Write out again, exactly as they stand, the line that includes "[point] every instance of the overhead" and all remaining lines of the entries.
[[ SUPPLIED MATERIAL, beginning ]]
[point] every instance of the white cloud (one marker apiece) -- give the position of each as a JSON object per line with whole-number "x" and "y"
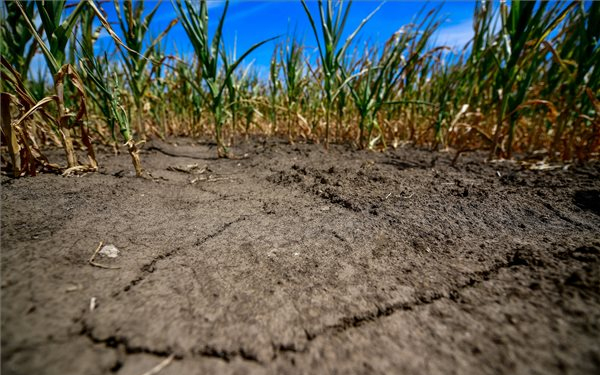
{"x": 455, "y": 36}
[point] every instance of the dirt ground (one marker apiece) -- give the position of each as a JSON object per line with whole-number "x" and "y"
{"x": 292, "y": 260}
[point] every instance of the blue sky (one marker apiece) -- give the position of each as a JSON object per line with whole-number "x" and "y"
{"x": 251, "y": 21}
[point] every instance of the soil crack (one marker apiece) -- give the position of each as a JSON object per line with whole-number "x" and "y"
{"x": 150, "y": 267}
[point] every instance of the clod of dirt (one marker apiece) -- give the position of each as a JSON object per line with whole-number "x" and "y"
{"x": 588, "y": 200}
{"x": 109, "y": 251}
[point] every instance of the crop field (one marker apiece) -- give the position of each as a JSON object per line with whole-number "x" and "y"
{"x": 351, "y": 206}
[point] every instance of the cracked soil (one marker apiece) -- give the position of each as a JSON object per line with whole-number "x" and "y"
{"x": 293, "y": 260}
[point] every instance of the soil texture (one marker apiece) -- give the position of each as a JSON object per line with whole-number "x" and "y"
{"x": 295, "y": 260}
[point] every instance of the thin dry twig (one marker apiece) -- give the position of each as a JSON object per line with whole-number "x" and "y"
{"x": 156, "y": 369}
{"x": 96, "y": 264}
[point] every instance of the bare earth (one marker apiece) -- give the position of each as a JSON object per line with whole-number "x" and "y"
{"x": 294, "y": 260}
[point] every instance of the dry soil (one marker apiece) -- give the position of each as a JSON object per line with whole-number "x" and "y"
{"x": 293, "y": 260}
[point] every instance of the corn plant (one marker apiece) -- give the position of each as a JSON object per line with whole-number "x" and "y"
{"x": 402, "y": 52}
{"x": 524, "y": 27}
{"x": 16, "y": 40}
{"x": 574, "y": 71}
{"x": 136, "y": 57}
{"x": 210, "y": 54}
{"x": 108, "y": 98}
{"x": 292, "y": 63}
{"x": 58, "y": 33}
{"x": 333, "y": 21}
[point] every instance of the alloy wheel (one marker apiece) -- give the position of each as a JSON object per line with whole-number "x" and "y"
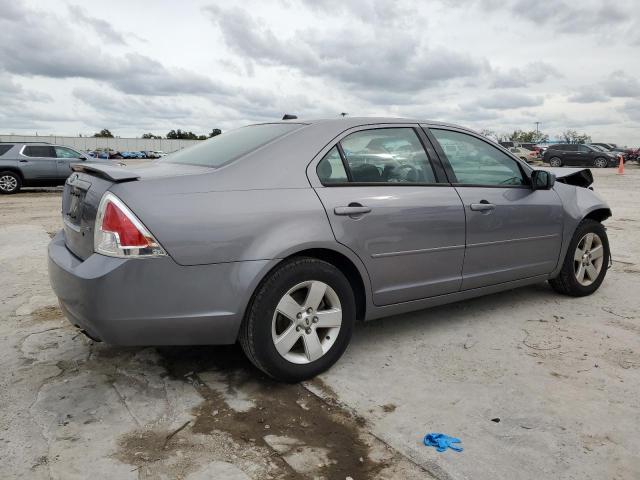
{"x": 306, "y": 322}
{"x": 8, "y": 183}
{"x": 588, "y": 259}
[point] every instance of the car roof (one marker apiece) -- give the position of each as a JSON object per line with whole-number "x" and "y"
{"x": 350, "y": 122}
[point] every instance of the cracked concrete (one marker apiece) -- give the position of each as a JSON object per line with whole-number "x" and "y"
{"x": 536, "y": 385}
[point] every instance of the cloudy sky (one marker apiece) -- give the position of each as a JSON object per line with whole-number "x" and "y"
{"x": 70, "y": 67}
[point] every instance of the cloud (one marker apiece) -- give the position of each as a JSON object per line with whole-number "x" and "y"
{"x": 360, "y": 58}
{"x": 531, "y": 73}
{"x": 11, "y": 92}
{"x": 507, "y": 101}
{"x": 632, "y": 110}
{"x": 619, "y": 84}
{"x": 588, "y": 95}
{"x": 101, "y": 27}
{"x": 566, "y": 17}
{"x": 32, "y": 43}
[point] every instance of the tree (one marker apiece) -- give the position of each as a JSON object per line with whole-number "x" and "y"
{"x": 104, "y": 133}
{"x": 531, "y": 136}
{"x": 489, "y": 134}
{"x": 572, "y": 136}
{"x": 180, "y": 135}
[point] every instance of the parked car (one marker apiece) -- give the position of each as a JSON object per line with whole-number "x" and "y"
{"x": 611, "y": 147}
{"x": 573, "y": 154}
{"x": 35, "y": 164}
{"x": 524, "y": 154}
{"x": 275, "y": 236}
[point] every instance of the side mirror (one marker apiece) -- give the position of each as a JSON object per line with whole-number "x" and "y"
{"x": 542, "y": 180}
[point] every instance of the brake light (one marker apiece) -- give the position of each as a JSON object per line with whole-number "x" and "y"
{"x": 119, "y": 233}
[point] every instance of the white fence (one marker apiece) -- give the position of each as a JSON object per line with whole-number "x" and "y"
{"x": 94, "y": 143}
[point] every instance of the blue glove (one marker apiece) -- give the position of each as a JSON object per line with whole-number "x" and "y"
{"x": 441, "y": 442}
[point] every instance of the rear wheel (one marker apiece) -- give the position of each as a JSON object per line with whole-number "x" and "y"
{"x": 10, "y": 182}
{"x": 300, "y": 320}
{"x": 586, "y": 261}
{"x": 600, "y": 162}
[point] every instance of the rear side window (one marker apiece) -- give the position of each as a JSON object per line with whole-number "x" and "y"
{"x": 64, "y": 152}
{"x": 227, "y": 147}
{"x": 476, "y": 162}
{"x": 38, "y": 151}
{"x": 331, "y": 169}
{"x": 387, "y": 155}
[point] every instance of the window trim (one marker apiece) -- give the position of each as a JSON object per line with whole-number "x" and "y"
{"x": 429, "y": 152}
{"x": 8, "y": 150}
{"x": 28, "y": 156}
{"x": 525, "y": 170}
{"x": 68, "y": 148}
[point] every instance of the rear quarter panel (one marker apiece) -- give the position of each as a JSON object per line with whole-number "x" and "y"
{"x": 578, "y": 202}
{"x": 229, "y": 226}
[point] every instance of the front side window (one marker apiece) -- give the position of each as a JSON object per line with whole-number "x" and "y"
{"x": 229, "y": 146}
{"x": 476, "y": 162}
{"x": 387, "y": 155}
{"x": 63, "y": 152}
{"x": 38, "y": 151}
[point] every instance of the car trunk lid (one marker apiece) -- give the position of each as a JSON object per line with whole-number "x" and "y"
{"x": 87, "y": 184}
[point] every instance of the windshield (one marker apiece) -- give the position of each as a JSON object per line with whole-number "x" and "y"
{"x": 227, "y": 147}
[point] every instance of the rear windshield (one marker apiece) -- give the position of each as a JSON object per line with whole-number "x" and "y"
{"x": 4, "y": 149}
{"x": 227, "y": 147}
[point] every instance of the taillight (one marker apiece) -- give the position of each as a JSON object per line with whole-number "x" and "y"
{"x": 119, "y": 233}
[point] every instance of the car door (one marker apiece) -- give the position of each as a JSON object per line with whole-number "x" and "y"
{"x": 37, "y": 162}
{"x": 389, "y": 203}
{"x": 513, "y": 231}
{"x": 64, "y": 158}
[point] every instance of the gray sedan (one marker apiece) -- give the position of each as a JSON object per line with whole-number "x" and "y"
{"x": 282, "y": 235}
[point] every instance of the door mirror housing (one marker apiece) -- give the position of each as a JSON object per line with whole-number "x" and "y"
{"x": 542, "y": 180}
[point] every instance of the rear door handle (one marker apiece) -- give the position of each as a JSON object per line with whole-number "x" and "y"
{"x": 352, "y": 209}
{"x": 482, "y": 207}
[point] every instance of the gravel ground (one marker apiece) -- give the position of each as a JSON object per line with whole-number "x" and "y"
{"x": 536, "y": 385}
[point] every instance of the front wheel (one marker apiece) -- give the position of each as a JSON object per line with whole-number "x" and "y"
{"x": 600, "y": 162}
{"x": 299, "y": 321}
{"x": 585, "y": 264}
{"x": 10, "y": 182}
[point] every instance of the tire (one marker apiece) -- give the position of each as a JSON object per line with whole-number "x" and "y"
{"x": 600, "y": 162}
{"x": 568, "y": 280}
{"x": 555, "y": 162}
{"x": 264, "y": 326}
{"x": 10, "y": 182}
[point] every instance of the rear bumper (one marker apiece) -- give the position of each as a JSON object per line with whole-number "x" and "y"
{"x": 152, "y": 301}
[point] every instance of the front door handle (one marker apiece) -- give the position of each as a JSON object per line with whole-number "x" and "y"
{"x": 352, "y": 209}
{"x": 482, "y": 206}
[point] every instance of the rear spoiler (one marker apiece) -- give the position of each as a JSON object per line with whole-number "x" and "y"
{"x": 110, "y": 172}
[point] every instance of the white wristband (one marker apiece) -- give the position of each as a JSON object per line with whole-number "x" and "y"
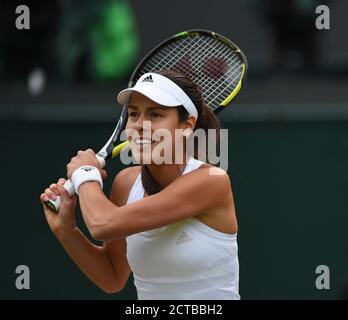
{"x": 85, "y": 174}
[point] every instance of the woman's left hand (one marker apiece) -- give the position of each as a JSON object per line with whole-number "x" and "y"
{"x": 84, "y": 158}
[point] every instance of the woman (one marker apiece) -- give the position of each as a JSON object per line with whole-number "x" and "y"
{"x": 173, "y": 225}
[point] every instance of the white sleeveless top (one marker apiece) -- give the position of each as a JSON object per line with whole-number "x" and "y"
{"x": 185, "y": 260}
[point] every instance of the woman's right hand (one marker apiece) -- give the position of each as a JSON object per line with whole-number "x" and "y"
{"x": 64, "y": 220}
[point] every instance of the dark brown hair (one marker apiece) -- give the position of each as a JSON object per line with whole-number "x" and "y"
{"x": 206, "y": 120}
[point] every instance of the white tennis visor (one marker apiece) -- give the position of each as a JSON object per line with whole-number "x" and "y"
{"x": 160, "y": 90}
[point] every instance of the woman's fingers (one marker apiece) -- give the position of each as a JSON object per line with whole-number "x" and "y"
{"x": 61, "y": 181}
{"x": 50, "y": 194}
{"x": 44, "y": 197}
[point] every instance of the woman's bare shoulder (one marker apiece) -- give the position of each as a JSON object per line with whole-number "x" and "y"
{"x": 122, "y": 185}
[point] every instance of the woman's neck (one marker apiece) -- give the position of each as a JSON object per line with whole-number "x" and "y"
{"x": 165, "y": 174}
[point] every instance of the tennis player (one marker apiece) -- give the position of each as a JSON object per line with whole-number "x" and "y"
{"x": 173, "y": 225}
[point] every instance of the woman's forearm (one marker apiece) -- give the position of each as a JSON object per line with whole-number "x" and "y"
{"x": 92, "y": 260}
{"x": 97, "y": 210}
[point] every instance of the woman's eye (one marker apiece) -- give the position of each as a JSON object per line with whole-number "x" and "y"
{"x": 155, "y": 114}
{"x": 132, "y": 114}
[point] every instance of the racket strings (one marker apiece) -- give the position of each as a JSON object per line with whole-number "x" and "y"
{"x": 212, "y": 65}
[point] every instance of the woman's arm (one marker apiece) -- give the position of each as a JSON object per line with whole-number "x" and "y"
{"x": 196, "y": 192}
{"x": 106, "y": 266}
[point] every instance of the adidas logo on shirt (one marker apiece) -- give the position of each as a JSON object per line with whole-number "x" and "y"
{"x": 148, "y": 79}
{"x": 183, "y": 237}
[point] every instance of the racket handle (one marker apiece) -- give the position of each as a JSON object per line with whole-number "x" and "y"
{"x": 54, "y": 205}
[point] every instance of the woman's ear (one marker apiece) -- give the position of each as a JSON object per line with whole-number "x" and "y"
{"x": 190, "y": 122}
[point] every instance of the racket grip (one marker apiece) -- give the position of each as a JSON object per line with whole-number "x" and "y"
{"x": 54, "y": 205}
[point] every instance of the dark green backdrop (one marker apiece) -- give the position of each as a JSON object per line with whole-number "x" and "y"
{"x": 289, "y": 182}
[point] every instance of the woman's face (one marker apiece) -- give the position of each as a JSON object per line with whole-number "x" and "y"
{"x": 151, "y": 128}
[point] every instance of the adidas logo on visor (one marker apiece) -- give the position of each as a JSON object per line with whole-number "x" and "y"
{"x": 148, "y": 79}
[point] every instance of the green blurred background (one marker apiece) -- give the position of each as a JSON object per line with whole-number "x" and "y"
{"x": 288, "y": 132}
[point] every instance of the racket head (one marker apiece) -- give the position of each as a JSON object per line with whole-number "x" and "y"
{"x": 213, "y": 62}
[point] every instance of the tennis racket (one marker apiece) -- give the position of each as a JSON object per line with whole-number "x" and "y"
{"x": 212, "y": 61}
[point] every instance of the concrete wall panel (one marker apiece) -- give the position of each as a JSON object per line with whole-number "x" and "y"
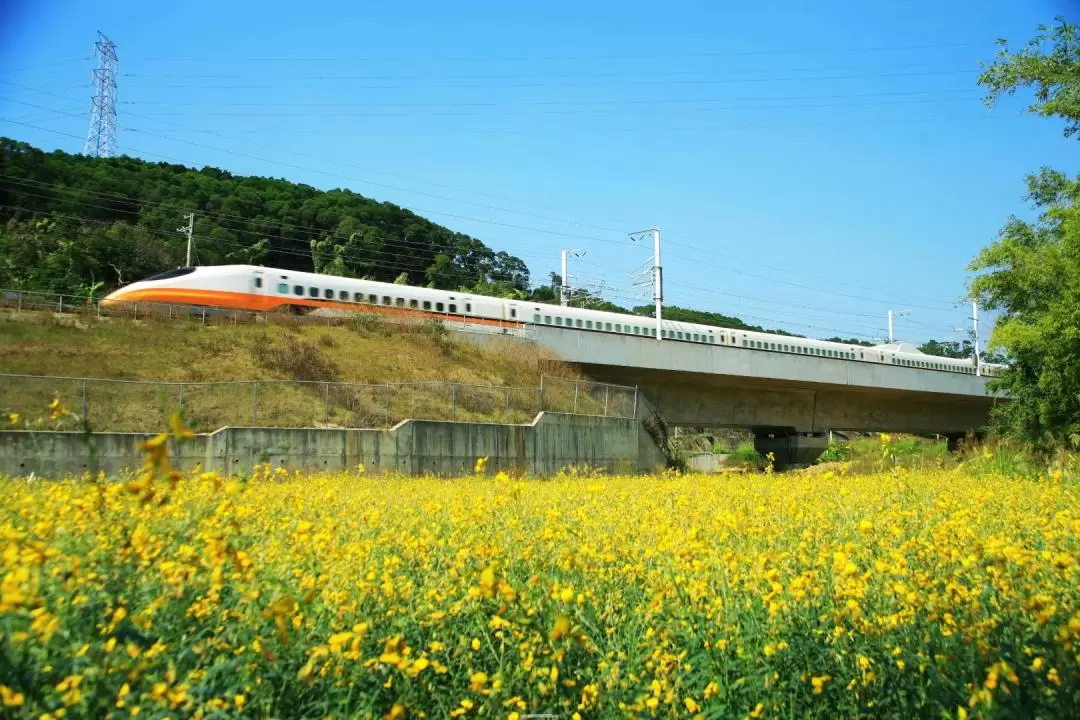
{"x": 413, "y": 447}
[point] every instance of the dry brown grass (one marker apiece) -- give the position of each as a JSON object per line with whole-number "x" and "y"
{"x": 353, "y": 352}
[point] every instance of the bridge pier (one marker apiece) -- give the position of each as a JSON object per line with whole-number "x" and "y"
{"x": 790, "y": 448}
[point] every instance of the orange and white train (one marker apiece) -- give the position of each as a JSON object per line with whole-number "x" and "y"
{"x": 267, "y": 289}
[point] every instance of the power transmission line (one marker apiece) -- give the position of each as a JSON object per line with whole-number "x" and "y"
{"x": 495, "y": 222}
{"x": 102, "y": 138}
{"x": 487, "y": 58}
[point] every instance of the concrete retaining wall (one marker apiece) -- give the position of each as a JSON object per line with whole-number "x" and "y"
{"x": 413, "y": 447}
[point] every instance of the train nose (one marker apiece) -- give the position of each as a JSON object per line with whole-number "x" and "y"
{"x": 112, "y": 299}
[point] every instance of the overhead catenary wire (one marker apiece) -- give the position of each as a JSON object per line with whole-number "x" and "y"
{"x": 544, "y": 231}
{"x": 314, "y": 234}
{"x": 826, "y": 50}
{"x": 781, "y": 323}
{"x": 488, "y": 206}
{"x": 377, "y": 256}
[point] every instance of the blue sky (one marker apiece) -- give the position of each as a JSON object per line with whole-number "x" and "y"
[[ SUPPLIED MATERIAL, end ]]
• SOLUTION TO THIS PROBLEM:
[point] every instance of the overhead catenary wire (one marker apiece) -- give the position of each as a JSON object per line with whole-number "x" and "y"
{"x": 544, "y": 231}
{"x": 314, "y": 234}
{"x": 826, "y": 50}
{"x": 781, "y": 323}
{"x": 488, "y": 206}
{"x": 377, "y": 256}
[point] every instance of the blue sky (one marker apiece) -- give the position of each as a JSON object per line with whole-number "x" and "y"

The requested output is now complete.